---------- EXTRACTED RECORDS

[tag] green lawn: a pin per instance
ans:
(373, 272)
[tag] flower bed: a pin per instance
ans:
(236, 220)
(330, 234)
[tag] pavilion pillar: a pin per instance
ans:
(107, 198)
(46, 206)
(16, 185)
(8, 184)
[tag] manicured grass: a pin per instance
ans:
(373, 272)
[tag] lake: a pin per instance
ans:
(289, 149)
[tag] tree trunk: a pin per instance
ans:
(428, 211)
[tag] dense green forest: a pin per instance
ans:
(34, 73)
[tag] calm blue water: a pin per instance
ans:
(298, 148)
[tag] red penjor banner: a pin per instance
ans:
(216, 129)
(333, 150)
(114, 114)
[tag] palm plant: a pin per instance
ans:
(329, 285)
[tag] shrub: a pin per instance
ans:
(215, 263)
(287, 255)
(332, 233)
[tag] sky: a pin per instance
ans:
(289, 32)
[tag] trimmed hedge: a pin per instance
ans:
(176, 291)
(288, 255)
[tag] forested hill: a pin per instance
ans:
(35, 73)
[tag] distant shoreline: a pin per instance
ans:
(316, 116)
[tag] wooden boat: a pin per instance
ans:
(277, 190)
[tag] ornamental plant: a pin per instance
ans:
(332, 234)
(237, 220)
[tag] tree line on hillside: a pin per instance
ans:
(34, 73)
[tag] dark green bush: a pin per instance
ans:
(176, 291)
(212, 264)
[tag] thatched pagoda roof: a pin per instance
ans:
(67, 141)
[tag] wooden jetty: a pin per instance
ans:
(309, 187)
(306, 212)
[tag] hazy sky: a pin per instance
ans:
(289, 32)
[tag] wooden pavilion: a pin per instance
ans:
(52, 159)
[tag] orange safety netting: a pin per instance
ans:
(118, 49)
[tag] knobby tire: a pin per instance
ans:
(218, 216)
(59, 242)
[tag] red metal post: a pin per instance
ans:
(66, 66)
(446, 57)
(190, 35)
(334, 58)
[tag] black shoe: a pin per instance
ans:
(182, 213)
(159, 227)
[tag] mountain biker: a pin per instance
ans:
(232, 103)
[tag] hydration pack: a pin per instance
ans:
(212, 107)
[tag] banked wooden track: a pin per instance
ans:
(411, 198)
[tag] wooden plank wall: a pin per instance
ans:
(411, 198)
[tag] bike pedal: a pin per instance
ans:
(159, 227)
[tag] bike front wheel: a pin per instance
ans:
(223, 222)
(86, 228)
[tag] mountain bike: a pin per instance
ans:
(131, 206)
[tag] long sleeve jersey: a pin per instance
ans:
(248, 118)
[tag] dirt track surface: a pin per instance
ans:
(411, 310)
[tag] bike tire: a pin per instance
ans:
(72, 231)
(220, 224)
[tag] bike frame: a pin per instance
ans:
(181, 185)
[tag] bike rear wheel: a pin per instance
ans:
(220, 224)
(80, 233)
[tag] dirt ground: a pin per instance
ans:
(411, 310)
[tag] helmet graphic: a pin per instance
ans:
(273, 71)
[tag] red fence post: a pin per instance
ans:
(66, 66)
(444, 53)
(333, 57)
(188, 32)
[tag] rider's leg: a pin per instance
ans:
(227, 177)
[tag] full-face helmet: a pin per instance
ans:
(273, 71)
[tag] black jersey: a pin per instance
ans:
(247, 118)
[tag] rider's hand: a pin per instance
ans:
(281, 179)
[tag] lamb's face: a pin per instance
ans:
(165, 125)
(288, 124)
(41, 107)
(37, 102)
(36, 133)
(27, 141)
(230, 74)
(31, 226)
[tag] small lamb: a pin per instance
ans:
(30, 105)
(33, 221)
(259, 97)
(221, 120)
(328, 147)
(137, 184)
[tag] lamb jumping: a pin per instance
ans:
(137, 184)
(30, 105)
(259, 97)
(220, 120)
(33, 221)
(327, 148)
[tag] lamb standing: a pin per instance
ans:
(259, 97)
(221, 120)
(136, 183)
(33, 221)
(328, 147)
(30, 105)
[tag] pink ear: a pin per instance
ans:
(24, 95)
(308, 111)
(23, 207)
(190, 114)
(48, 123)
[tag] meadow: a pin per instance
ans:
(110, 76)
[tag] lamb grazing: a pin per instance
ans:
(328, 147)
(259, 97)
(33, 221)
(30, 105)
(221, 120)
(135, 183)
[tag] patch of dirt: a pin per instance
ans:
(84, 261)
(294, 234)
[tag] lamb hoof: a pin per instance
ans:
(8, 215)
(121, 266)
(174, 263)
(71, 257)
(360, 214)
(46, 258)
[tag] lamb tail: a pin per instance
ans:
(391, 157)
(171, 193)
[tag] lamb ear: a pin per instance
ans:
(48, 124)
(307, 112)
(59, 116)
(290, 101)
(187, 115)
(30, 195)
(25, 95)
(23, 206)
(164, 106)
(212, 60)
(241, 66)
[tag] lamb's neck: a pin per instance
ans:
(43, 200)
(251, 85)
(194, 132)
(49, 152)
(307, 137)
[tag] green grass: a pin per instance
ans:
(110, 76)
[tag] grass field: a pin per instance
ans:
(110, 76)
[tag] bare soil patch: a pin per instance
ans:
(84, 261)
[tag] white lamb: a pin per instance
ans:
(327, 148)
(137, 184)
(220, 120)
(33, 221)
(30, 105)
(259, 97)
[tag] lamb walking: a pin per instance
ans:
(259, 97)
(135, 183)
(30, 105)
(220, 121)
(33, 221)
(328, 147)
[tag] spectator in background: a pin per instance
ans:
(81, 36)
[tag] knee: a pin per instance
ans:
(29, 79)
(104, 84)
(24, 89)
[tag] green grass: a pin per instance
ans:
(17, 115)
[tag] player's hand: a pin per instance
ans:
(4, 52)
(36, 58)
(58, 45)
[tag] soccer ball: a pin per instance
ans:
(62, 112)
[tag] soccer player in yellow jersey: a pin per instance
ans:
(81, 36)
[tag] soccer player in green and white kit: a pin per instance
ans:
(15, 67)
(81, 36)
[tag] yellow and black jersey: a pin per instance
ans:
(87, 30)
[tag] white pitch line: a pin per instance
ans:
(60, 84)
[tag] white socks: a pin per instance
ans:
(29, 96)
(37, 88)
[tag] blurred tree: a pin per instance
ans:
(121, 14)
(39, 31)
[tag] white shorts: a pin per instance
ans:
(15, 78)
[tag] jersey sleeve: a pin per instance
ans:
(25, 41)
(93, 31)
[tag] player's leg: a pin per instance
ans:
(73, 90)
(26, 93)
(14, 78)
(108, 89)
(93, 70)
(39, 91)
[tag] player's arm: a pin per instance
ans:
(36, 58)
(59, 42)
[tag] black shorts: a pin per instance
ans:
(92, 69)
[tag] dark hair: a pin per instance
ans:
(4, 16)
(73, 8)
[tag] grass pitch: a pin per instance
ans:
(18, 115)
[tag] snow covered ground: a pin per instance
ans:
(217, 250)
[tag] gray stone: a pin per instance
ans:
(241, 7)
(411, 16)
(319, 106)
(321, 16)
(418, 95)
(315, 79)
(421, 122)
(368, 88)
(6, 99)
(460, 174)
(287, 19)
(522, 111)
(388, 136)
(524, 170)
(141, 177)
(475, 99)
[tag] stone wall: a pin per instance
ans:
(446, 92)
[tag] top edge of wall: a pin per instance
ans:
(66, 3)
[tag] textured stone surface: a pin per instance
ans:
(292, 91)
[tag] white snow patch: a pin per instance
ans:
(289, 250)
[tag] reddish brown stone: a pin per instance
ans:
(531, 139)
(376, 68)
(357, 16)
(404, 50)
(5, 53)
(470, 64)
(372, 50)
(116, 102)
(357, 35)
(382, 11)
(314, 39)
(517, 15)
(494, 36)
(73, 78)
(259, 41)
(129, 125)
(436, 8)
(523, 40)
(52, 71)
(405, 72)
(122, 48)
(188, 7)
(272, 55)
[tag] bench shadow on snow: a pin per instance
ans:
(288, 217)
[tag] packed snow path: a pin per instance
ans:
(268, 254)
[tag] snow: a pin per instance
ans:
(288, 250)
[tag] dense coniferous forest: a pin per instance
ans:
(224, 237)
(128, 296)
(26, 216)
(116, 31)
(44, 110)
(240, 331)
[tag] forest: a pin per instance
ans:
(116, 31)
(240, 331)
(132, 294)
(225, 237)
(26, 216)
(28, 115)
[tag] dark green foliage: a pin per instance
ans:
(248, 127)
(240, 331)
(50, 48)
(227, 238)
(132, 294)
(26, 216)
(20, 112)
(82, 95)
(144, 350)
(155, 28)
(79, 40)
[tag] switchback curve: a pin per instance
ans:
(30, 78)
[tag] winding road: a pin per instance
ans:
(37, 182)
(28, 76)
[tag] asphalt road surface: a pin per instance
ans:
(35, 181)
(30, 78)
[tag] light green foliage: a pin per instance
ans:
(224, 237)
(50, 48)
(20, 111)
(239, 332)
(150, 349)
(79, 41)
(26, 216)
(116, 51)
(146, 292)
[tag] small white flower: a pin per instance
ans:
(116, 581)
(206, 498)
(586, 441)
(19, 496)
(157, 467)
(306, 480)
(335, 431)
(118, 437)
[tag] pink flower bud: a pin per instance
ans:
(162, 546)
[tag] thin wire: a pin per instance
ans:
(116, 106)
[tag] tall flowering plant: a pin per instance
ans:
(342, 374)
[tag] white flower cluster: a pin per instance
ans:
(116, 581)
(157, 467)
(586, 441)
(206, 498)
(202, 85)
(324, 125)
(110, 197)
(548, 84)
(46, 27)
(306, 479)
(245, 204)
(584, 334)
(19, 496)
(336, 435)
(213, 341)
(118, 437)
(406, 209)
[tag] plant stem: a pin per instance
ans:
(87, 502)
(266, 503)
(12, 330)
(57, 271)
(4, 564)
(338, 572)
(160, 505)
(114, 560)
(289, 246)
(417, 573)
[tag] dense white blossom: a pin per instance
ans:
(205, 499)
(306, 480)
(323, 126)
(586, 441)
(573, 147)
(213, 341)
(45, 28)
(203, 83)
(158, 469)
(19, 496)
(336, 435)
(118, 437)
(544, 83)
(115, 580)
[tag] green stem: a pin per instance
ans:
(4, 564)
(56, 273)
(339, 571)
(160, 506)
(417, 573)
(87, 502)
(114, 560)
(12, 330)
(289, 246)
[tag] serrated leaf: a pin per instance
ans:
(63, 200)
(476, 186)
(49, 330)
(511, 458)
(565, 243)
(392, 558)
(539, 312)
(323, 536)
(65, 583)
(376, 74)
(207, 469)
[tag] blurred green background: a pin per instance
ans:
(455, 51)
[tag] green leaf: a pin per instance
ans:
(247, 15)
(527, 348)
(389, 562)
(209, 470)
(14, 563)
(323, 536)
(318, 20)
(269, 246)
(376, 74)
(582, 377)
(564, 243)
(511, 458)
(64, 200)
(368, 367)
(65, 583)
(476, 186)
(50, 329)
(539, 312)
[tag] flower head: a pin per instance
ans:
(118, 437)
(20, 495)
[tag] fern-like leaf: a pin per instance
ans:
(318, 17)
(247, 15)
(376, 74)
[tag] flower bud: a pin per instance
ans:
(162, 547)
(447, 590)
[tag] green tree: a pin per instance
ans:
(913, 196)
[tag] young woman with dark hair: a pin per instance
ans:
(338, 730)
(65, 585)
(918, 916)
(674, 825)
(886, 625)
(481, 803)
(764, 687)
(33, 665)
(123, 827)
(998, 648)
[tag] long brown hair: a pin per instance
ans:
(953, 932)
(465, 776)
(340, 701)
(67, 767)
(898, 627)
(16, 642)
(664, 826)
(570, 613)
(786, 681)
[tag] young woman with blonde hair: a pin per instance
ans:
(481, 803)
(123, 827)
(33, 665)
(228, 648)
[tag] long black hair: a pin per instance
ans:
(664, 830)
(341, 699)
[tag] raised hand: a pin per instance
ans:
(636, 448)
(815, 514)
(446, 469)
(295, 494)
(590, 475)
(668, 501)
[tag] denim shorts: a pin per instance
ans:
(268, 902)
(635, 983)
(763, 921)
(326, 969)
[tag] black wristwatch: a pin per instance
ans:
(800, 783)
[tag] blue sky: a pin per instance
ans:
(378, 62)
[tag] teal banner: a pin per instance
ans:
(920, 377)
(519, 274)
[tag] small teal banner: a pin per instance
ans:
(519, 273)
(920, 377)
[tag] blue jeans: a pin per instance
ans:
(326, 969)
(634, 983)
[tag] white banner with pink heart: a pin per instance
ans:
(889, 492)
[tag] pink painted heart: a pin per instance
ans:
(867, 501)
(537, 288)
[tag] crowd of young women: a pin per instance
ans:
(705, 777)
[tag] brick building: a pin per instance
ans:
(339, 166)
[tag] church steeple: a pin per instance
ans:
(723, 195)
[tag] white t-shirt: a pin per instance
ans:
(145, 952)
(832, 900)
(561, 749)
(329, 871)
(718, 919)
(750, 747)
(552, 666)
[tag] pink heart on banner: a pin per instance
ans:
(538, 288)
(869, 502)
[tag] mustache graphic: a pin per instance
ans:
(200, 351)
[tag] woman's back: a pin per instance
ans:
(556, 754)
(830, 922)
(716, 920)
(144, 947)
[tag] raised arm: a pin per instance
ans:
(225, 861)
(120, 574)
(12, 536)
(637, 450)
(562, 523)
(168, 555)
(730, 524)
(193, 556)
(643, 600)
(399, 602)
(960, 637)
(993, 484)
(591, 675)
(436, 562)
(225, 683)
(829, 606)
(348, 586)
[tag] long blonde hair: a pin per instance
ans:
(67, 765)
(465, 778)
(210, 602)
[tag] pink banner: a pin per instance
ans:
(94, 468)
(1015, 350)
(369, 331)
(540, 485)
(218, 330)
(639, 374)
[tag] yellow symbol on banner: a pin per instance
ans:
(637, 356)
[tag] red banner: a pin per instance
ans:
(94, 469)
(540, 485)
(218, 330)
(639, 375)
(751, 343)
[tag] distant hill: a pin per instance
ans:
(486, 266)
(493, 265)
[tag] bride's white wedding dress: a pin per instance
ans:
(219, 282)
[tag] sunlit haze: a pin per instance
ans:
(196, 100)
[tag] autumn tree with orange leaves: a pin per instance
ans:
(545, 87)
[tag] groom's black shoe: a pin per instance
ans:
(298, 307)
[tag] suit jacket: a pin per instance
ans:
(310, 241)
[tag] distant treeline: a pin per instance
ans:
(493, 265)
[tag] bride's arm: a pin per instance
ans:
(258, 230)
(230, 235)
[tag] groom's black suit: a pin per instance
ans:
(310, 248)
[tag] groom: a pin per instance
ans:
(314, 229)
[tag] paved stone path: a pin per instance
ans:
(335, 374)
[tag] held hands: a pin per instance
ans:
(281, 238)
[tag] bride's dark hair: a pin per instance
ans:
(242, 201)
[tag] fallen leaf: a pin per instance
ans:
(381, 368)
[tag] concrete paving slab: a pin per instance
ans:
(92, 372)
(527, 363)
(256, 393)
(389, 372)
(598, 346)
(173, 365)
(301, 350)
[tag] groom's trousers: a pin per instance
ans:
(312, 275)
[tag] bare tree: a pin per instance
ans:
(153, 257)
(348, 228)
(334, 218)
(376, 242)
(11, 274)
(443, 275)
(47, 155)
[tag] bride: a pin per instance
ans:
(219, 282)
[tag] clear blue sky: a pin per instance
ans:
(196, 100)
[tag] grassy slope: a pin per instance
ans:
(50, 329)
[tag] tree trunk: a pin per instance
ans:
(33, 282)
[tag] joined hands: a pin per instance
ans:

--------------------

EXERCISE INSTRUCTIONS: Reproduce word for word the lines starting with the one that contains "[tag] groom's black shoe: a pin per instance" and going on through the last of the lines.

COMPLETE ANSWER:
[tag] groom's black shoe: a pin per instance
ans:
(298, 307)
[tag] suit jacket: a pin per instance
ans:
(310, 241)
[tag] distant treeline: a pin per instance
ans:
(493, 265)
[tag] bride's arm: a pin per instance
ans:
(258, 230)
(230, 235)
[tag] groom's black suit: a pin per instance
ans:
(310, 248)
[tag] groom: a pin per instance
ans:
(314, 229)
[tag] paved stone path: a pin per instance
ans:
(335, 374)
[tag] held hands: a pin per instance
ans:
(281, 238)
[tag] bride's dark hair: a pin per instance
ans:
(242, 201)
[tag] fallen leaf: a pin per instance
ans:
(381, 368)
[tag] concrete paving slab: a pin per instance
ans:
(92, 372)
(527, 363)
(256, 393)
(389, 372)
(598, 346)
(173, 365)
(301, 350)
[tag] groom's trousers: a pin per instance
ans:
(312, 275)
[tag] bare tree: a pin per instance
ans:
(153, 257)
(348, 228)
(334, 218)
(376, 242)
(11, 274)
(443, 275)
(47, 155)
[tag] bride: a pin per instance
ans:
(219, 282)
[tag] clear blue sky: a pin per instance
ans:
(196, 100)
[tag] grassy slope: a pin per instance
ans:
(50, 329)
[tag] tree trunk: a pin per instance
ans:
(33, 282)
[tag] joined hands: a pin per instance
ans:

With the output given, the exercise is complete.